Question: Discrepancy in gene set size between gage() and geneData()
0
3.5 years ago by
serpalma.v40
Germany
serpalma.v40 wrote:

Dear community,

I have run GAGE and Pathview  on my microarray data. Everything worked fine.

However, the number of genes assigned to a kegg pathway after using the gage() function is different from the number of genes produced by the geneData() function, which is the function to use in order to extract the gene IDs assigned to a significantly enriched pathway.

For example, one pathway has 181 genes in the variable "set.size" after using gage(), but when that pathway is used in geneData() with the whole expression set, it returns 196. I tried two more pathways and similar results appeared 34 vs 37 and 15 vs 17.

How can I know exactly which are the genes that are contained in the variable "set.size" after using gage()?

Many thanks!

modified 3.5 years ago • written 3.5 years ago by serpalma.v40
Answer: Discrepancy in gene set size between gage() and geneData()
1
3.5 years ago by
Luo Weijun1.5k
United States
Luo Weijun1.5k wrote:
geneData() just extract and/or visualizes the expression data for seleted gene set(s). Its output txt file should not have a column called set.size. You may count the row number as the set size (or number of genes mapped). But there can be duplicated entries (gene/transcript IDs or rownames in your input data) mapped to the same gene in the gene set. In otherwords, set.size column in gage() output count the unique genes present in your input data, but the number of row in geneData() may be bigger than that due to duplicated mapping. Hope this make sense.
Answer: Discrepancy in gene set size between gage() and geneData()
0
3.5 years ago by
serpalma.v40
Germany
serpalma.v40 wrote:

Thanks Luo. I have checked the IDs in the "Gene" column of the table produced by geneData(). And as you said, some IDs are repeated. Once I apply unique(), I get the proper length

One more thing. I see more genes in the set.size column than genes in the actual pathway. For example, I get for "ssc04340 Hedgehog signaling pathway" significantly enriched with 34 genes, but when I look at the pathway I count much less than that, only 19.

Is this due to the fact that some genes are assigned to the same gene products? or  that they belong to another map associated with the pathway?

Cheers!

####

§ PROBLEM A
According to the thread, why can the number of rows from geneData() be larger than the set.size value reported by gage() for the same pathway?
§ PROBLEM B
In the thread, how many genes did geneData() return for the pathway that had 181 genes in set.size?

§ Stored data entries
####

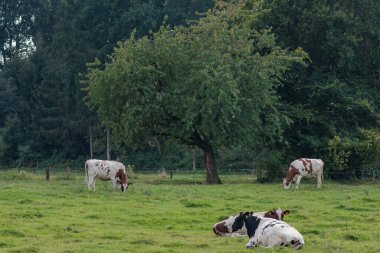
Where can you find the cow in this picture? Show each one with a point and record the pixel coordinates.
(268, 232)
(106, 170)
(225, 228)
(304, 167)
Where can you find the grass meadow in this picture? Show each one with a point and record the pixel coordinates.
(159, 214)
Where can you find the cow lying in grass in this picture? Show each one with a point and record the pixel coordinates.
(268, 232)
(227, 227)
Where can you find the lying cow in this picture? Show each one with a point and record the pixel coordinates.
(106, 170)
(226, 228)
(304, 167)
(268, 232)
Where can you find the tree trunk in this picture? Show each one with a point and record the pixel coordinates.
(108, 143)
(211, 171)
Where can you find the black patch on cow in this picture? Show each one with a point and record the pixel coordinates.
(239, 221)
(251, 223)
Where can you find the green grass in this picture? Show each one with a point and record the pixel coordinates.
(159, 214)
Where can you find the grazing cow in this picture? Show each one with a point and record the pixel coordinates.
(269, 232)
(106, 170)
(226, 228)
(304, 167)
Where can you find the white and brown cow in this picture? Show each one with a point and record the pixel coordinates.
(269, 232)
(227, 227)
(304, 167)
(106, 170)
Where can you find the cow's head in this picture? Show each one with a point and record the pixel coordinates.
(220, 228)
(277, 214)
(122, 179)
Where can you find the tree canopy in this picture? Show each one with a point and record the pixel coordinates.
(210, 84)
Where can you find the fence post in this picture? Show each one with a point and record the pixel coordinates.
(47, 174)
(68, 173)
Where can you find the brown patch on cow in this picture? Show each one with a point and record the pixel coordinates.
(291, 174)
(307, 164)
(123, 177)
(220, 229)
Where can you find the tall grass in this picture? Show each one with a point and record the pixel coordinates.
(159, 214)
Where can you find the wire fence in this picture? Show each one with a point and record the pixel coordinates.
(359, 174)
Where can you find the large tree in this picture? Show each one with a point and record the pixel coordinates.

####

§ REPLY A
The set.size column in gage() output counts only the unique genes present in the input data. geneData() can return more rows because several entries in the input data, such as gene or transcript IDs or rownames, can map to the same gene in the gene set.

§ REPLY B
196